_Data records_.
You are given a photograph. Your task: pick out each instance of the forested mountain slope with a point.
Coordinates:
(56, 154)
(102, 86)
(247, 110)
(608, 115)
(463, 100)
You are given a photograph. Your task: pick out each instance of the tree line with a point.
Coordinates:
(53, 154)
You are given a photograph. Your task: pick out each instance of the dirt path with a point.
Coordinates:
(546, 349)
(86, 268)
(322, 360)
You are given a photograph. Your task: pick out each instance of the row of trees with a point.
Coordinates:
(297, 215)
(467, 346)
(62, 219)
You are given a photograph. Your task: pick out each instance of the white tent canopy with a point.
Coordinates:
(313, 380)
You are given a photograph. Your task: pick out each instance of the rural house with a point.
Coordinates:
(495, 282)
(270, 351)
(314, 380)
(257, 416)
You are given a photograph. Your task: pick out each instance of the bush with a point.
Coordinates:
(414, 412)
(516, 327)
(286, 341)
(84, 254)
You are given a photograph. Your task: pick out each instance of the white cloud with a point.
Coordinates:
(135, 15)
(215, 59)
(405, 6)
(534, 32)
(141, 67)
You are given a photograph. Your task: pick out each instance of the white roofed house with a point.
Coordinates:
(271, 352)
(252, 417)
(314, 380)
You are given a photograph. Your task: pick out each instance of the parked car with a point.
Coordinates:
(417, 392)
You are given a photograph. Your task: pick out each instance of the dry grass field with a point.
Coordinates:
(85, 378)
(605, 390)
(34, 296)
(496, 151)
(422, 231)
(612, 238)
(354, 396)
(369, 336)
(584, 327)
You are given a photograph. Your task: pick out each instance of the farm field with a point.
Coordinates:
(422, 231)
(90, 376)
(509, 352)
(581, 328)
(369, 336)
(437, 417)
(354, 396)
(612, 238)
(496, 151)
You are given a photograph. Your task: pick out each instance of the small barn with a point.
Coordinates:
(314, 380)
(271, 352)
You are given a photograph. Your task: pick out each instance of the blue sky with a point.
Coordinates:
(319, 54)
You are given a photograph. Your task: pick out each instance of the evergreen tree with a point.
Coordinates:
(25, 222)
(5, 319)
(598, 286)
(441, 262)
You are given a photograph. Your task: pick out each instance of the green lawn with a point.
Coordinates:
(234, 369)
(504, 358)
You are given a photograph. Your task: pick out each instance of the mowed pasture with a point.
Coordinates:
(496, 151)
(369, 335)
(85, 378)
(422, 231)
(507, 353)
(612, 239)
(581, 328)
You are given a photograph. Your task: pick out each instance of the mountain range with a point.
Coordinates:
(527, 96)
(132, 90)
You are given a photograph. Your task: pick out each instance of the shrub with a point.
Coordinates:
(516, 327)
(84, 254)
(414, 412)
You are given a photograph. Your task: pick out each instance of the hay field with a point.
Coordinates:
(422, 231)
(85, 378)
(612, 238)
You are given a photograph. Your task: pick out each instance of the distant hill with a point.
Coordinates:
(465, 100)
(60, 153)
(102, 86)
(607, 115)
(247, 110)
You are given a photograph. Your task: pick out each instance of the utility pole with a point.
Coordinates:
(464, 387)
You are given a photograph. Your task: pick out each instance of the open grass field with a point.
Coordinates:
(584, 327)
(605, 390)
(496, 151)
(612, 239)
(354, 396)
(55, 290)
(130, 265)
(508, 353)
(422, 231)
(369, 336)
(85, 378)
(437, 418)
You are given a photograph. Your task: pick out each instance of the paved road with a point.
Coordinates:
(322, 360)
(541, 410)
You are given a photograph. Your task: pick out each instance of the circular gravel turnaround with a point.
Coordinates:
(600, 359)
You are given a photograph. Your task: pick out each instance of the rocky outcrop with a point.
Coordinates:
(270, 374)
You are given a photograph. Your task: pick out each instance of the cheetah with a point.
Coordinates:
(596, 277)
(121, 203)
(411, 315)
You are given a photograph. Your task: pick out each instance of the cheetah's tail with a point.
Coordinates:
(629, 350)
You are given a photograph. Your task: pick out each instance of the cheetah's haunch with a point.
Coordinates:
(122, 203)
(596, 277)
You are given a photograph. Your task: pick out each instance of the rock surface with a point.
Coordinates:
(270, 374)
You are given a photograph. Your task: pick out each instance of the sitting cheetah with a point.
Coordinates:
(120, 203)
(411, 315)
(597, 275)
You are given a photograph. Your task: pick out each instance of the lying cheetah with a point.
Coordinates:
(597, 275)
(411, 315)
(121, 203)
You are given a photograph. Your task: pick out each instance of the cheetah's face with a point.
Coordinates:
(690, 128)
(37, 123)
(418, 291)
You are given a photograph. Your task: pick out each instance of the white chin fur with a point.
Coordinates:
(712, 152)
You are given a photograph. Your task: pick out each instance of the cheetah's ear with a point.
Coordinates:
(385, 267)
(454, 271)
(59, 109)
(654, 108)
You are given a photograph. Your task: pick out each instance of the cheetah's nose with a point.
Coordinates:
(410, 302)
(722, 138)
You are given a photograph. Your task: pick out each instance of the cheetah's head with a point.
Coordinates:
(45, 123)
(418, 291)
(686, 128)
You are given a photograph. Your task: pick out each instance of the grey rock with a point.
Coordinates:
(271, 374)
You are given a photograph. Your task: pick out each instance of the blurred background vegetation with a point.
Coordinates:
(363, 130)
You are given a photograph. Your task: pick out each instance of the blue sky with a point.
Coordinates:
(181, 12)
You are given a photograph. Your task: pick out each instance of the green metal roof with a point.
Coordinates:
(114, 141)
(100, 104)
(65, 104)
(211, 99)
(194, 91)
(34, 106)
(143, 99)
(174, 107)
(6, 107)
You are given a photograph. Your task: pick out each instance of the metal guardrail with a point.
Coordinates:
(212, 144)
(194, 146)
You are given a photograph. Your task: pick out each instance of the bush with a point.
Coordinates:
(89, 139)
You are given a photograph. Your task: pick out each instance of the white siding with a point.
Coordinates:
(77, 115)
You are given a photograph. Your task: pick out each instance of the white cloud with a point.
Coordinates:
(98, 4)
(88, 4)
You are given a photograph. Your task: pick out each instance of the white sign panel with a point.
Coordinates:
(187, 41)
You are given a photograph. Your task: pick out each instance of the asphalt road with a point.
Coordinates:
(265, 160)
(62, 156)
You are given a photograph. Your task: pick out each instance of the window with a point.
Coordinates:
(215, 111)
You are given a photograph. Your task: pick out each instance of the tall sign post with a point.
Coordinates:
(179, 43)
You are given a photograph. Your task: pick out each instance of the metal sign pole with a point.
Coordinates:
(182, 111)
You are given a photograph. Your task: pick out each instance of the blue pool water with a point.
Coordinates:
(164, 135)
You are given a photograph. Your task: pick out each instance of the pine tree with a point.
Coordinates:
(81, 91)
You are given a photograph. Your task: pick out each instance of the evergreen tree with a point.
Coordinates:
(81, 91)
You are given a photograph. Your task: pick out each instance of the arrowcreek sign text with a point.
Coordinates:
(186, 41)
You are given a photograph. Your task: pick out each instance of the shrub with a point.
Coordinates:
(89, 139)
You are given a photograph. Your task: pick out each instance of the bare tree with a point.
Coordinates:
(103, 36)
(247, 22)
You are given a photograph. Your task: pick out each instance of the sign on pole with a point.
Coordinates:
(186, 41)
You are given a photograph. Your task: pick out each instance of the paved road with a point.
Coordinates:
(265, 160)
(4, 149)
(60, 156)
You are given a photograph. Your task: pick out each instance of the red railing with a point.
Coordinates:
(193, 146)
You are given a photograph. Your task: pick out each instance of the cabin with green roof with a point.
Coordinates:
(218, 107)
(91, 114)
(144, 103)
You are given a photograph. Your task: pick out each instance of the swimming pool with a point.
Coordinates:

_Exercise goal_. The records above must be repeated exactly, every one of them.

_Output of the task_.
You are given a photograph. Your task: pick out each instance of the forested mountain slope with a point.
Coordinates:
(56, 154)
(102, 86)
(247, 110)
(608, 115)
(463, 100)
You are given a photograph. Your task: pick out each instance of the tree line with a point.
Coordinates:
(53, 154)
You are given a photograph. Your task: pick out each instance of the dirt path with a point.
Coordinates:
(546, 349)
(86, 268)
(322, 360)
You are given a photograph. Your task: pick out each instance of the row of trees with a point.
Coordinates:
(297, 215)
(467, 346)
(62, 219)
You are given a photograph. Your task: pick out each instance of the white tent canopy with a point.
Coordinates:
(313, 380)
You are given a photograph. Your task: pick out each instance of the rural house with a point.
Coordinates:
(495, 282)
(270, 351)
(314, 380)
(257, 416)
You are given a photograph. Your task: pick out each instance of the bush with a point.
Coordinates:
(414, 412)
(516, 327)
(286, 341)
(84, 254)
You are given a photograph. Your task: pick out each instance of the white cloud with a point.
Coordinates:
(135, 15)
(215, 59)
(405, 6)
(534, 32)
(141, 67)
You are given a photograph. Your task: pick out each instance of the white roofed house with a point.
Coordinates:
(271, 352)
(252, 417)
(314, 380)
You are given a photograph. Your task: pick out each instance of the parked car with a point.
Coordinates:
(417, 392)
You are given a photograph. Your task: pick out each instance of the dry grass field with a point.
Coordinates:
(85, 378)
(605, 390)
(34, 296)
(496, 151)
(422, 231)
(612, 238)
(354, 396)
(369, 336)
(584, 327)
You are given a photograph. Your task: pick out each instance of the farm field with a point.
Coordinates:
(422, 231)
(90, 376)
(509, 352)
(581, 328)
(369, 336)
(437, 417)
(354, 396)
(612, 238)
(496, 151)
You are given a photograph. Your task: pick out each instance of the small barn with a point.
Coordinates:
(314, 380)
(271, 352)
You are given a photograph. Your task: pick out each instance of the blue sky with a point.
Coordinates:
(319, 54)
You are given a photograph. Your task: pick out each instance of the evergreen tree with a point.
Coordinates:
(25, 222)
(5, 319)
(598, 286)
(441, 262)
You are given a photograph. Your task: pick out each instance of the green lawn with a point.
Coordinates:
(234, 369)
(504, 358)
You are given a photograph. Your task: pick out each instance of the mowed pasture with a point.
Coordinates:
(496, 151)
(369, 335)
(85, 378)
(422, 231)
(507, 353)
(612, 239)
(581, 328)
You are given a photograph. Your task: pick out each instance of the mountain range with a point.
Coordinates:
(527, 96)
(132, 90)
You are given a photograph. Your task: pick out each instance of the shrub with a point.
Coordinates:
(516, 327)
(84, 254)
(414, 412)
You are given a photograph. Your task: pick out each instance of the hay field with a point.
Coordinates:
(422, 231)
(85, 378)
(612, 238)
You are given a photograph. Your task: pick out each instance of the distant hill with a point.
Coordinates:
(465, 100)
(60, 153)
(102, 86)
(607, 115)
(247, 110)
You are given a photograph. Your task: pick out each instance of the utility pole with a point.
Coordinates:
(464, 387)
You are given a photograph. Your task: pick out each instance of the open grass field with a point.
Coordinates:
(584, 327)
(605, 390)
(496, 151)
(612, 239)
(354, 396)
(55, 290)
(130, 265)
(508, 353)
(422, 231)
(369, 336)
(85, 378)
(437, 418)
You are given a photograph. Your task: pick out each instance of the paved road with a point.
Coordinates:
(322, 360)
(541, 410)
You are given a photograph. Your task: pick out each instance of the circular gravel turnaround with a point.
Coordinates:
(600, 359)
You are given a photograph. Your task: pick out each instance of the rocky outcrop with a point.
Coordinates:
(270, 374)
You are given a photograph. Your task: pick out each instance of the cheetah with a point.
Coordinates:
(596, 277)
(121, 203)
(411, 315)
You are given a photograph. Your task: pick out each instance of the cheetah's tail with a point.
Coordinates:
(629, 350)
You are given a photograph. Your task: pick out each instance of the cheetah's haunch with a point.
Coordinates:
(122, 203)
(596, 277)
You are given a photograph. Your task: pick out each instance of the rock surface with a point.
Coordinates:
(270, 374)
You are given a photograph. Your task: pick out each instance of the sitting cheetah with a point.
Coordinates:
(120, 203)
(411, 315)
(597, 275)
You are given a photograph. Your task: pick out each instance of the lying cheetah with a point.
Coordinates:
(597, 275)
(411, 315)
(121, 203)
You are given a photograph. Your task: pick out each instance of the cheetah's face with a point.
Coordinates:
(690, 128)
(37, 123)
(418, 291)
You are given a photograph. Your task: pick out each instance of the white chin fur with a point.
Coordinates:
(712, 152)
You are given a photograph. Your task: pick out each instance of the cheetah's ear with a point.
Coordinates:
(385, 267)
(454, 271)
(59, 109)
(654, 108)
You are given a photograph. Your task: pick out each instance of the cheetah's nose with a point.
Coordinates:
(410, 302)
(722, 138)
You are given a photograph. Your task: pick out each instance of the cheetah's head with a point.
Coordinates:
(45, 123)
(418, 291)
(686, 128)
You are given a photograph. Your task: pick out each instance of the grey rock with a point.
Coordinates:
(271, 374)
You are given a photograph. Your task: pick out each instance of the blurred background vegetation with a point.
Coordinates:
(363, 130)
You are given a photograph. Your task: pick out each instance of the blue sky with a point.
Coordinates:
(181, 12)
You are given a photograph. Your task: pick out each instance of the green metal roof with a point.
Coordinates:
(114, 141)
(100, 104)
(65, 104)
(211, 99)
(194, 91)
(34, 106)
(143, 99)
(174, 107)
(6, 107)
You are given a photograph. Your task: pick out each instance of the metal guardrail with a point.
Coordinates:
(212, 144)
(194, 146)
You are given a photograph. Your task: pick out each instance of the bush with a point.
Coordinates:
(89, 139)
You are given a photograph. Your task: pick out each instance of the white siding with a point.
Coordinates:
(77, 115)
You are given a photograph. Your task: pick out each instance of the white cloud with a point.
Coordinates:
(98, 4)
(88, 4)
You are given a photograph. Your task: pick out each instance of the white sign panel with a point.
Coordinates:
(187, 41)
You are given a photograph. Your task: pick out each instance of the asphalt road with a point.
Coordinates:
(265, 160)
(62, 156)
You are given a photograph. Your task: pick out each instance of the window with a point.
Coordinates:
(215, 111)
You are given a photograph. Your task: pick out each instance of the tall sign post with a point.
Coordinates:
(179, 43)
You are given a photograph. Your task: pick out each instance of the metal sign pole with a point.
Coordinates:
(182, 111)
You are given a photograph. Your task: pick out each instance of the blue pool water with a point.
Coordinates:
(164, 135)
You are given a photograph. Your task: pick out each instance of the pine tree with a point.
Coordinates:
(81, 91)
You are given a photograph. Your task: pick out each instance of the evergreen tree with a point.
Coordinates:
(81, 91)
You are given a photograph. Your task: pick out each instance of the arrowcreek sign text with a point.
Coordinates:
(186, 41)
You are given a photograph. Your task: pick out each instance of the shrub with a point.
Coordinates:
(89, 139)
You are given a photograph. Your task: pick out each instance of the bare tree with a point.
Coordinates:
(103, 36)
(247, 22)
You are given a photograph. Your task: pick out each instance of the sign on pole with a point.
Coordinates:
(186, 41)
You are given a photograph. Your task: pick out each instance of the paved road with a point.
Coordinates:
(265, 160)
(4, 149)
(60, 156)
You are given a photograph. Your task: pick out each instance of the red railing with a point.
Coordinates:
(193, 146)
You are given a photograph. Your task: pick out each instance of the cabin with green roof with a point.
Coordinates:
(218, 107)
(91, 114)
(144, 103)
You are given a photograph. Your task: pick out each instance of the swimming pool with a point.
Coordinates:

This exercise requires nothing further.